### What the task asks
Extend the forum discussion below about moving out of a parent's home, starting right after its final sentence.

### Provided passage
★ ★ ★ ★

I moved out this time last year aged 22 as well, as I was also getting frustrated living at home and having a few more arguments, etc. I felt terrible at the thought of leaving my mum to live on her own and I very nearly cancelled the whole thing in the weeks leading up to the move. Looking back though, I'm glad I have made that leap, as I used to always put off moving out as something I would do in the future. I've not moved too far either, so it's easy to go back (makes me appreciate things more) and my relationship with my mum and the rest of my family is now on a different level when we all meet up, etc.

It can be a horrible feeling, but I think you have to grit your teeth for a little while and I've no doubt before long you'll look back and think it was a wise move too.

Good luck!

Robin
I think you should be honest with your mum and tell her you might be moving out. . You have to tell her at some stage , she may be upset but you have to get on with your life. You can't live at home forever just because of the rent etc. Your parents could qualify for some benefits from the gov. Are you sure you really want to move out ? i just wonder as you say you have jitters. Don't move out if you are not ready there is nothing wrong with living at home .

★ ★ ★ ★

### Data extract
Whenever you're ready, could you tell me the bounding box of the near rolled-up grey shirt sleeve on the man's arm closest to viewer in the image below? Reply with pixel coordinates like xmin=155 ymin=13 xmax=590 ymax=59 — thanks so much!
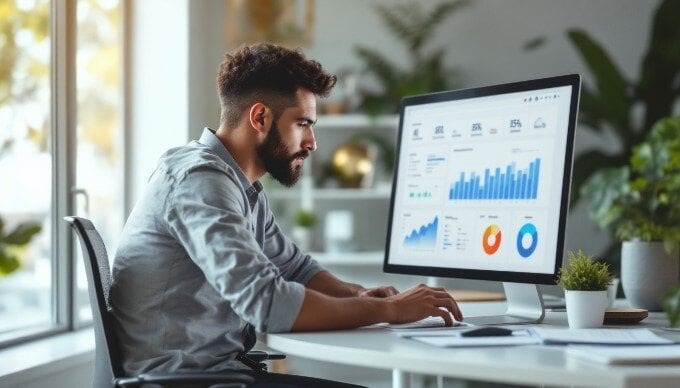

★ ★ ★ ★

### Task response
Hi CC what makes you say the parents wont be asked to move? I dont know much about social housing, but surely it makes a mockery of it if a couple are living in a 3 bedroomed place, but then you hear (on here) of people living in very cramped conditions, ie children sharing bedroom with parents etc. Why cant the people who need a 3 bedroomed place have it, while other people who would now only need 1 bedroom live in a flat or 1 bedroomed house?
Also, surely the rent is more on a 3 bedroomed place, and if your parents cant afford the rent it would make sense for them to go to a smaller place wouldn't it? Lots of people move house, so its not like they would be expecting to have more upheaval than the majority of other people
Bednobs- If you have lived in a place so long it is no longer a house it is a home no matter if private or not, you would make it your own spend money on it. I cannot imagine that the rent would be that different from a three to a two bedroom and I very much doubt if someone is living in a three bedroom would want to downsize. Why should people be put out because of the councils lack of housing.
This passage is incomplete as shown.